SUPPLIED DATA >>
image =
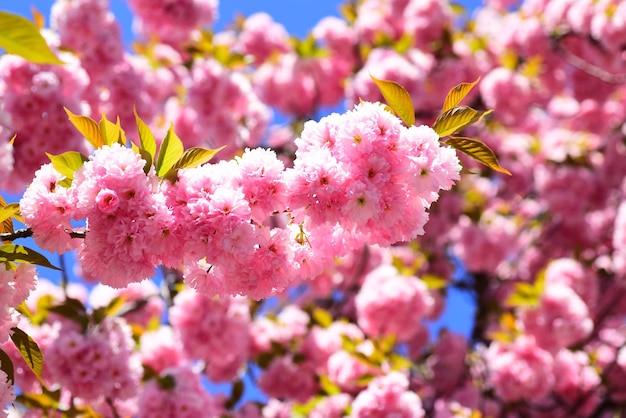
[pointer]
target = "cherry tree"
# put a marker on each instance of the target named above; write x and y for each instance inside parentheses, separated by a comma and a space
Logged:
(306, 259)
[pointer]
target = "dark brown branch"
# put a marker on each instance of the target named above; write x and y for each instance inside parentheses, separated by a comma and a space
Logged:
(586, 66)
(20, 233)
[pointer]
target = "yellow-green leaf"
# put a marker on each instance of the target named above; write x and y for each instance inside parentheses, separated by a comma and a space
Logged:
(434, 282)
(400, 363)
(398, 99)
(29, 350)
(6, 213)
(478, 150)
(146, 137)
(45, 401)
(192, 157)
(38, 18)
(67, 163)
(525, 294)
(12, 252)
(87, 127)
(6, 365)
(457, 118)
(170, 152)
(21, 37)
(457, 94)
(322, 317)
(111, 132)
(328, 386)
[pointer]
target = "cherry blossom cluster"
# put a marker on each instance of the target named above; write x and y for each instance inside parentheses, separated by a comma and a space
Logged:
(362, 174)
(319, 221)
(16, 282)
(32, 103)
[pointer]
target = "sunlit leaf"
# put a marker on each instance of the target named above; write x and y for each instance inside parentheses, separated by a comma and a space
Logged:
(457, 94)
(398, 99)
(434, 282)
(478, 150)
(304, 410)
(322, 317)
(146, 137)
(67, 163)
(38, 18)
(21, 37)
(13, 252)
(456, 119)
(111, 132)
(399, 362)
(192, 157)
(328, 386)
(29, 350)
(6, 365)
(387, 343)
(170, 152)
(7, 212)
(72, 309)
(41, 401)
(166, 382)
(87, 127)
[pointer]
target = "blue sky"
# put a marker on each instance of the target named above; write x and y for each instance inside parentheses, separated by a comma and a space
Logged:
(298, 17)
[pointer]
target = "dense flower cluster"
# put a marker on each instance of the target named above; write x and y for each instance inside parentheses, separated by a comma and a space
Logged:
(319, 219)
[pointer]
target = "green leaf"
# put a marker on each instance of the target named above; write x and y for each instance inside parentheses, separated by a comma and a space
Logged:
(525, 294)
(67, 163)
(111, 132)
(166, 382)
(72, 309)
(29, 350)
(322, 317)
(434, 282)
(87, 127)
(457, 118)
(304, 410)
(20, 36)
(170, 152)
(13, 252)
(457, 94)
(146, 137)
(398, 99)
(236, 393)
(386, 343)
(399, 362)
(7, 212)
(45, 401)
(478, 150)
(6, 365)
(192, 157)
(328, 386)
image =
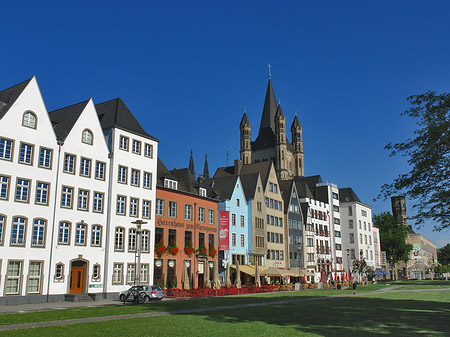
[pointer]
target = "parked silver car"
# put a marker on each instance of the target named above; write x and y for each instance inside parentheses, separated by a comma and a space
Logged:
(144, 293)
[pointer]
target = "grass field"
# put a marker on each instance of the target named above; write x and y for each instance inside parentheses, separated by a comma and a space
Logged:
(380, 313)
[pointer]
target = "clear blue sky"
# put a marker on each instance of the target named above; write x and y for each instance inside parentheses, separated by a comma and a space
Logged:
(187, 69)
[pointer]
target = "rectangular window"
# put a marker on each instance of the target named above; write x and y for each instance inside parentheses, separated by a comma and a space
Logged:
(6, 146)
(85, 167)
(69, 163)
(42, 192)
(100, 170)
(26, 154)
(83, 200)
(135, 177)
(187, 212)
(172, 209)
(147, 180)
(121, 204)
(148, 152)
(146, 209)
(38, 235)
(22, 190)
(98, 202)
(159, 207)
(201, 214)
(136, 146)
(13, 275)
(45, 157)
(211, 216)
(134, 206)
(66, 197)
(4, 187)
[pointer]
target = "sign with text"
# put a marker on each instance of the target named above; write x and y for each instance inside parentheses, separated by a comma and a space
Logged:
(224, 230)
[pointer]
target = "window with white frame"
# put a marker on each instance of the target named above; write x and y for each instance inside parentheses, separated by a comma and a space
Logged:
(29, 119)
(66, 197)
(18, 231)
(26, 154)
(38, 234)
(122, 176)
(34, 277)
(4, 187)
(45, 157)
(135, 177)
(42, 192)
(134, 206)
(96, 236)
(117, 273)
(64, 233)
(13, 276)
(146, 209)
(147, 180)
(136, 146)
(201, 214)
(6, 146)
(98, 202)
(100, 170)
(123, 143)
(80, 234)
(87, 137)
(187, 212)
(119, 238)
(148, 150)
(85, 167)
(69, 163)
(83, 200)
(121, 204)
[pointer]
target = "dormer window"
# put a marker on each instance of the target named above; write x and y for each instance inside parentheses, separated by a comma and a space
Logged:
(87, 137)
(171, 184)
(29, 120)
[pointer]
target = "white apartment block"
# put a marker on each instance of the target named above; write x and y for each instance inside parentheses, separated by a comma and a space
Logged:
(72, 181)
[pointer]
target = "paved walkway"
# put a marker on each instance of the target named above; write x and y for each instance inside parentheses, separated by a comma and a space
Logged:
(66, 305)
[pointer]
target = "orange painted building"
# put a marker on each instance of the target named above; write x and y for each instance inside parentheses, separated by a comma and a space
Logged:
(185, 222)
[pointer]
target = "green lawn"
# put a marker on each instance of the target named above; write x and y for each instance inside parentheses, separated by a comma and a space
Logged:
(377, 314)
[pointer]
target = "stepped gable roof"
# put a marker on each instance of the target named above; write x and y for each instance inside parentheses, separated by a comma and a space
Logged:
(286, 192)
(249, 183)
(64, 119)
(9, 96)
(115, 113)
(347, 195)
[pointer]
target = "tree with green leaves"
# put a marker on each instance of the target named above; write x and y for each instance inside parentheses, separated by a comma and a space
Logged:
(428, 152)
(393, 238)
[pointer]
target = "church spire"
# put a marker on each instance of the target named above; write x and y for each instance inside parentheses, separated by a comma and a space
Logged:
(205, 168)
(191, 164)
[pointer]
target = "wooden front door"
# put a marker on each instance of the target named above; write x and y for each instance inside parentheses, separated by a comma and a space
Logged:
(76, 279)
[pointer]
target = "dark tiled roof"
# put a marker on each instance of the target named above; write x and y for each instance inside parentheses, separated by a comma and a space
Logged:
(9, 96)
(347, 195)
(64, 119)
(115, 113)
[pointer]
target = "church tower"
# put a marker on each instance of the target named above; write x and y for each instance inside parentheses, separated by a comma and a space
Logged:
(297, 143)
(246, 150)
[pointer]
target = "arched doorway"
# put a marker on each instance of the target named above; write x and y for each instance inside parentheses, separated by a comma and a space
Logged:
(77, 277)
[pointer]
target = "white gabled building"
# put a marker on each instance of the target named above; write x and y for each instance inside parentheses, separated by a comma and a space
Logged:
(72, 181)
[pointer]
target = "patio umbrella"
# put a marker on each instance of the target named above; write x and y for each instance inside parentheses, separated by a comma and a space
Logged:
(185, 277)
(206, 282)
(216, 283)
(228, 280)
(237, 282)
(257, 277)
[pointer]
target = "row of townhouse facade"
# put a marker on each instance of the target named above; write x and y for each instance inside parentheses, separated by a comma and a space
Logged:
(69, 197)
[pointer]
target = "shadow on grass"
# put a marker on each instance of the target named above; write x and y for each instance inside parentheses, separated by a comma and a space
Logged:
(353, 316)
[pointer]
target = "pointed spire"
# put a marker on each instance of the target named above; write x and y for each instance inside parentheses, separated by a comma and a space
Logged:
(205, 168)
(191, 164)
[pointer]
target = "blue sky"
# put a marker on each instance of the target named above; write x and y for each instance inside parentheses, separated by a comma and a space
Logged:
(187, 70)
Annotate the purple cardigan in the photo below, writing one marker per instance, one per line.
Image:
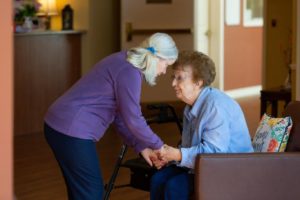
(109, 93)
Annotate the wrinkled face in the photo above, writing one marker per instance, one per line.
(186, 89)
(162, 65)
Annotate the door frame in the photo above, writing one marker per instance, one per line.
(210, 15)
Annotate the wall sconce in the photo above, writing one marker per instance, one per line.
(48, 8)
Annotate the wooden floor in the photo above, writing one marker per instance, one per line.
(37, 176)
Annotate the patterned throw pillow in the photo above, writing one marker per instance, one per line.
(272, 134)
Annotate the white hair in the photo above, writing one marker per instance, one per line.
(146, 55)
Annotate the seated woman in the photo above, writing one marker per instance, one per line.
(212, 123)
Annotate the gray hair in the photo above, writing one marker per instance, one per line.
(146, 55)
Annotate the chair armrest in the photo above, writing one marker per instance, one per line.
(247, 176)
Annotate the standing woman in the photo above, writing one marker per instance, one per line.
(109, 93)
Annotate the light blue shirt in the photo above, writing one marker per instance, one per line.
(214, 124)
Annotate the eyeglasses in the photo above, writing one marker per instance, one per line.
(179, 79)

TASK REQUIREMENTS >> Please copy out everything from the line containing "Annotate the standing" down to the end of the lines, exactly as they stand.

OUTPUT FOR THIS TASK >>
Annotate the standing woman in the photo above, writing one marker per instance, one per line.
(109, 93)
Annotate the light blue shirt in the photo above, writing one marker per instance, one per line.
(214, 124)
Annotate the eyeglasses in the photo above, writing one marker per instance, one per line.
(179, 79)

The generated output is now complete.